Dataset rows on where objects appear
============
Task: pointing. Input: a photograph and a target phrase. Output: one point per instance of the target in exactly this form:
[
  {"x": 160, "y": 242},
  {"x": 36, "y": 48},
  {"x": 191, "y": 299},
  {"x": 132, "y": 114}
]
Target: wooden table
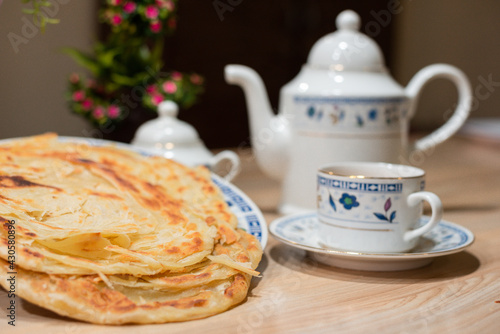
[{"x": 458, "y": 293}]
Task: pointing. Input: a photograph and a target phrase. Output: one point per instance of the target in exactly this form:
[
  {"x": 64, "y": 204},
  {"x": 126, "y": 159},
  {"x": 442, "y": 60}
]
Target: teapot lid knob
[
  {"x": 348, "y": 19},
  {"x": 347, "y": 49},
  {"x": 168, "y": 109}
]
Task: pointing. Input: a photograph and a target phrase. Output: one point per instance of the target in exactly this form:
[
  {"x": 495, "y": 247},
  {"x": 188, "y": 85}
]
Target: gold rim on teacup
[{"x": 327, "y": 169}]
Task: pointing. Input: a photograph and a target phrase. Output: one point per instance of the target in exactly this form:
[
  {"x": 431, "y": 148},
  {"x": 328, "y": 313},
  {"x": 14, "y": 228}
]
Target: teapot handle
[{"x": 459, "y": 115}]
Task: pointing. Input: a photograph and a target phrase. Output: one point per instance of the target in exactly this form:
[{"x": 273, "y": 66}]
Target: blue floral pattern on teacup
[{"x": 348, "y": 201}]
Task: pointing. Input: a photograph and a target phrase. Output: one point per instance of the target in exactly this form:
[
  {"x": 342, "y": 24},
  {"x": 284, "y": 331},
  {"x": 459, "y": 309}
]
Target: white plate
[
  {"x": 249, "y": 216},
  {"x": 301, "y": 231}
]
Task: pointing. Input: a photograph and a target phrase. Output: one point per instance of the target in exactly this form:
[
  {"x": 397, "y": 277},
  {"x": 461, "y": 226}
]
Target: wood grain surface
[{"x": 458, "y": 293}]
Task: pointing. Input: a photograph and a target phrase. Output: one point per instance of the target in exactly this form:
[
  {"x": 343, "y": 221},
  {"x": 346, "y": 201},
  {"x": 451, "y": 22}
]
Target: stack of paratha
[{"x": 109, "y": 236}]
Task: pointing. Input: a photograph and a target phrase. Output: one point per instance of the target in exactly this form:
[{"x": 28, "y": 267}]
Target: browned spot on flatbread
[
  {"x": 32, "y": 253},
  {"x": 173, "y": 250},
  {"x": 238, "y": 284},
  {"x": 124, "y": 183},
  {"x": 17, "y": 181},
  {"x": 106, "y": 195},
  {"x": 185, "y": 278},
  {"x": 185, "y": 303},
  {"x": 242, "y": 258}
]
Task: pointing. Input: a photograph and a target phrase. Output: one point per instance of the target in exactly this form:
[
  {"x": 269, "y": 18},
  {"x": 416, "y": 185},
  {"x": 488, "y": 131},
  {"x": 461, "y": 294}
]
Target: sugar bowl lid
[
  {"x": 167, "y": 130},
  {"x": 347, "y": 49}
]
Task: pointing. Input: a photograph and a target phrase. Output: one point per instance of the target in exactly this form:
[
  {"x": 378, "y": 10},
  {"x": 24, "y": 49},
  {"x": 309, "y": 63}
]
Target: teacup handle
[
  {"x": 232, "y": 157},
  {"x": 437, "y": 213},
  {"x": 461, "y": 112}
]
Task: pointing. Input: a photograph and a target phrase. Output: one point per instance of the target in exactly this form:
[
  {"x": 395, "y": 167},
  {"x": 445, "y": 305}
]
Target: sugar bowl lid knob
[{"x": 348, "y": 19}]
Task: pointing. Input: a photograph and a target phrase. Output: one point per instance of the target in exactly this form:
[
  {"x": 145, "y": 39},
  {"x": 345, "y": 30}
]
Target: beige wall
[
  {"x": 33, "y": 79},
  {"x": 463, "y": 33}
]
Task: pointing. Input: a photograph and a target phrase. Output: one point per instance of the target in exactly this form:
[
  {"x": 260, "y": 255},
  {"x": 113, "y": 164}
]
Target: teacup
[{"x": 373, "y": 207}]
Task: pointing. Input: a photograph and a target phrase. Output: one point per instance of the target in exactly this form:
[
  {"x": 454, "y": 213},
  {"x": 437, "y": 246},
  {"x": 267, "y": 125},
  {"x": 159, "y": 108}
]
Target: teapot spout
[{"x": 269, "y": 132}]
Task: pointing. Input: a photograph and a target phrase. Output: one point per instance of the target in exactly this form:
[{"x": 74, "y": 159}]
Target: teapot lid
[
  {"x": 167, "y": 130},
  {"x": 347, "y": 49}
]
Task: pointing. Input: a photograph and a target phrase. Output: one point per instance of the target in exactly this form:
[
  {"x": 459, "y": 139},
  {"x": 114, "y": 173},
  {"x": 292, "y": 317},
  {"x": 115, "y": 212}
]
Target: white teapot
[
  {"x": 174, "y": 139},
  {"x": 342, "y": 106}
]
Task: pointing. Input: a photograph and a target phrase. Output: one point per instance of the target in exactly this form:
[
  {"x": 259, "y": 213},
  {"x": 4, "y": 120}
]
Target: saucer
[{"x": 301, "y": 231}]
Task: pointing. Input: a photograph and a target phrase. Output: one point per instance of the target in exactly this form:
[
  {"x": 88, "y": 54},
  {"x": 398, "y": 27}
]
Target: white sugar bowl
[{"x": 174, "y": 139}]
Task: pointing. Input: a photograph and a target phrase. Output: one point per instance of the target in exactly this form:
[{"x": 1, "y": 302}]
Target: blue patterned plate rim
[
  {"x": 249, "y": 216},
  {"x": 451, "y": 230}
]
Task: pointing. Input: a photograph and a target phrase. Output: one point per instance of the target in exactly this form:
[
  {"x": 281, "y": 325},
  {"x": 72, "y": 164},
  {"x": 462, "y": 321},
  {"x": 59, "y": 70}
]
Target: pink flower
[
  {"x": 166, "y": 4},
  {"x": 156, "y": 99},
  {"x": 98, "y": 112},
  {"x": 87, "y": 104},
  {"x": 116, "y": 19},
  {"x": 91, "y": 83},
  {"x": 172, "y": 23},
  {"x": 78, "y": 95},
  {"x": 113, "y": 111},
  {"x": 155, "y": 26},
  {"x": 169, "y": 87},
  {"x": 74, "y": 78},
  {"x": 129, "y": 7},
  {"x": 152, "y": 12},
  {"x": 176, "y": 76},
  {"x": 196, "y": 79}
]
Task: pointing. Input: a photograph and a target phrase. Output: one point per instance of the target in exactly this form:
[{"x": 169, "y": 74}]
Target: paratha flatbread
[{"x": 130, "y": 233}]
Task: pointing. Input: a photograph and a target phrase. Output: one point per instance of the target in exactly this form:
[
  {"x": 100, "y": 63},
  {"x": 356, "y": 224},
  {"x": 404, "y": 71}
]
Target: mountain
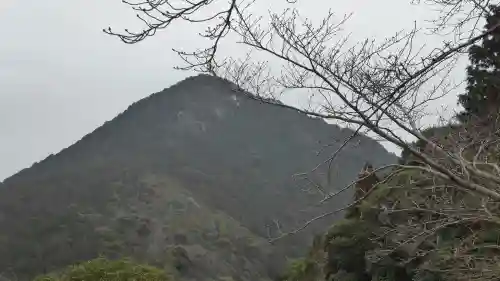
============
_What you have to do_
Show each line from the rows above that contains the word "plate".

_Response_
Target: white plate
Target: blue patterned plate rim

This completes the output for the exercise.